+++ Reading text +++
An initial project, “Youth-led peace: The role of youth in peace processes”, examined the barriers to and strategies for youth inclusion in official peace processes. Investigating youth leadership as peacemakers, mediators, and peacebuilders at grassroots and local levels, the project explored pathways for promoting and investing in youth leadership in peace processes through meaningful partnerships, capacity building, and protection.C

The project involved consultations with representatives of eight youth-led organisations from Afghanistan, Kenya, Liberia, the Philippines, Rwanda, Somalia, South Sudan, and Turkey, as well as a knowledge exchange workshop that brought together representatives from the UN, the UK’s Foreign, Commonwealth and Development Office, conflict resolution organisations, and youth-led peacebuilding organisations. A summary of the project findings is available here and here.
+++ Recorded information +++
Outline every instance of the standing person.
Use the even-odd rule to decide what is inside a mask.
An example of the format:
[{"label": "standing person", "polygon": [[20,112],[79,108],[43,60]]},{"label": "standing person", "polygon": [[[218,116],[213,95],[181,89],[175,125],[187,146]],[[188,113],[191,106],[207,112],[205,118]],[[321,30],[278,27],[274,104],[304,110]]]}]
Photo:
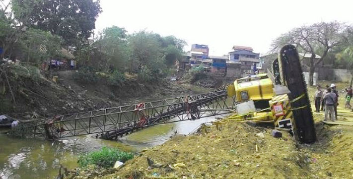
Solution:
[{"label": "standing person", "polygon": [[[352,98],[352,96],[353,96],[353,90],[352,90],[352,86],[350,85],[348,88],[346,88],[346,91],[347,92],[346,94],[346,107],[348,107],[349,108],[351,109],[351,99]],[[345,108],[346,108],[345,107]]]},{"label": "standing person", "polygon": [[322,97],[322,91],[321,91],[321,86],[317,85],[316,91],[315,92],[314,96],[314,101],[315,102],[315,108],[316,110],[316,112],[320,112],[320,105],[321,102],[321,98]]},{"label": "standing person", "polygon": [[350,102],[351,96],[347,95],[346,97],[346,105],[345,106],[345,109],[351,109],[351,108],[352,108],[352,106],[351,106],[351,104],[350,104]]},{"label": "standing person", "polygon": [[330,88],[330,86],[329,85],[326,85],[326,88],[325,89],[325,91],[324,91],[324,92],[322,93],[322,98],[321,98],[321,111],[325,111],[325,99],[324,99],[324,97],[325,95],[327,94],[327,89]]},{"label": "standing person", "polygon": [[337,119],[337,106],[339,105],[338,104],[338,91],[336,90],[336,85],[334,83],[331,84],[331,85],[330,86],[330,87],[331,88],[331,90],[332,92],[335,93],[336,94],[336,99],[335,99],[335,103],[334,105],[334,107],[335,108],[335,117],[336,118],[336,120]]},{"label": "standing person", "polygon": [[325,121],[327,120],[327,116],[330,113],[330,119],[332,121],[335,121],[336,119],[336,115],[335,114],[335,104],[336,102],[336,94],[332,91],[331,88],[327,89],[328,93],[324,97],[325,100]]}]

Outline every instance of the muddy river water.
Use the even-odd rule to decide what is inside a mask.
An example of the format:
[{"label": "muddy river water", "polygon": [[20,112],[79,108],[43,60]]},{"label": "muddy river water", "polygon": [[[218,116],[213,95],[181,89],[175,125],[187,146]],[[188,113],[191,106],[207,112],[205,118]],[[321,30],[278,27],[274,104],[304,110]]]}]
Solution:
[{"label": "muddy river water", "polygon": [[77,166],[80,154],[108,146],[138,152],[166,141],[175,131],[188,134],[215,117],[153,126],[121,138],[119,141],[96,139],[90,135],[59,141],[17,139],[0,134],[0,179],[54,179],[60,164]]}]

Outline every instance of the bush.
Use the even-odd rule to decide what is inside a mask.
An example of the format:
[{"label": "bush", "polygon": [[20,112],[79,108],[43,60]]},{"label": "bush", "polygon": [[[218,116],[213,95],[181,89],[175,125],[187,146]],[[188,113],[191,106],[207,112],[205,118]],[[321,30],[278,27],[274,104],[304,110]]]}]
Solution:
[{"label": "bush", "polygon": [[80,155],[77,163],[81,167],[85,167],[89,165],[95,165],[108,168],[113,167],[117,160],[125,162],[133,158],[134,154],[131,153],[121,151],[113,148],[103,147],[99,151]]},{"label": "bush", "polygon": [[119,86],[122,84],[126,80],[125,75],[124,74],[115,70],[113,73],[108,75],[107,83],[111,85]]},{"label": "bush", "polygon": [[85,83],[96,83],[99,81],[99,76],[91,69],[82,68],[73,76],[73,79]]}]

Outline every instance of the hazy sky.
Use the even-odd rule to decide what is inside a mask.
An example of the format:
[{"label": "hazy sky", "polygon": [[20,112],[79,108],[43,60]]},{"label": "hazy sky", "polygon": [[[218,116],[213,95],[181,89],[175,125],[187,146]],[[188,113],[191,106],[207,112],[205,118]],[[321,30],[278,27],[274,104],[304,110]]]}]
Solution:
[{"label": "hazy sky", "polygon": [[208,45],[211,55],[234,45],[266,53],[273,39],[295,27],[322,21],[353,22],[353,0],[101,0],[96,31],[116,25]]}]

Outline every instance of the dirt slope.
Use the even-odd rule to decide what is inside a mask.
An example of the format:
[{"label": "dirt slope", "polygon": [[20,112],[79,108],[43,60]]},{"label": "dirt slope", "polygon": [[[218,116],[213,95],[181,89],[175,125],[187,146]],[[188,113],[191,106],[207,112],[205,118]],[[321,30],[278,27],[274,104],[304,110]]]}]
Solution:
[{"label": "dirt slope", "polygon": [[[309,90],[312,96],[315,88]],[[353,113],[339,110],[340,119],[353,121]],[[205,135],[174,137],[143,151],[117,171],[79,170],[80,176],[67,178],[353,178],[352,126],[324,124],[323,112],[313,114],[317,135],[313,144],[298,143],[285,132],[275,138],[271,129],[229,121],[221,130],[213,127]],[[162,166],[149,169],[147,158]]]},{"label": "dirt slope", "polygon": [[200,91],[167,80],[155,83],[127,81],[122,86],[105,84],[80,84],[74,80],[75,71],[54,72],[57,83],[45,77],[31,66],[1,65],[11,86],[12,99],[5,76],[0,77],[0,114],[20,119],[38,118],[134,104]]}]

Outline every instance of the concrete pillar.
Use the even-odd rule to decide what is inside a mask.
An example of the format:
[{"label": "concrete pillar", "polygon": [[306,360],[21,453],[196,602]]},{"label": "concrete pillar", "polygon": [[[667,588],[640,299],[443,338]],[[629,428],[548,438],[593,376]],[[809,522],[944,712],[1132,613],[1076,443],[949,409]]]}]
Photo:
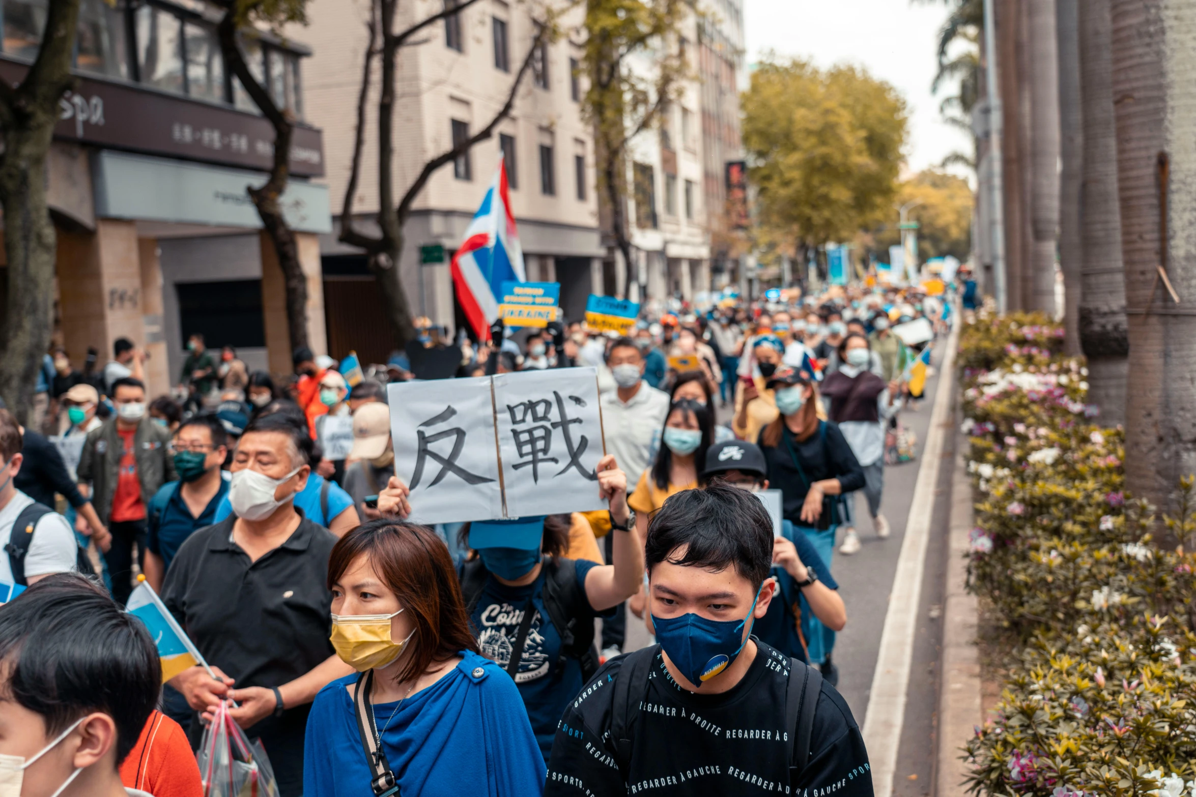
+++
[The task]
List every country that the text on youth-led peace names as home to the youth-led organizations consulted in the project.

[Answer to this exercise]
Afghanistan, Kenya, Liberia, the Philippines, Rwanda, Somalia, South Sudan, Turkey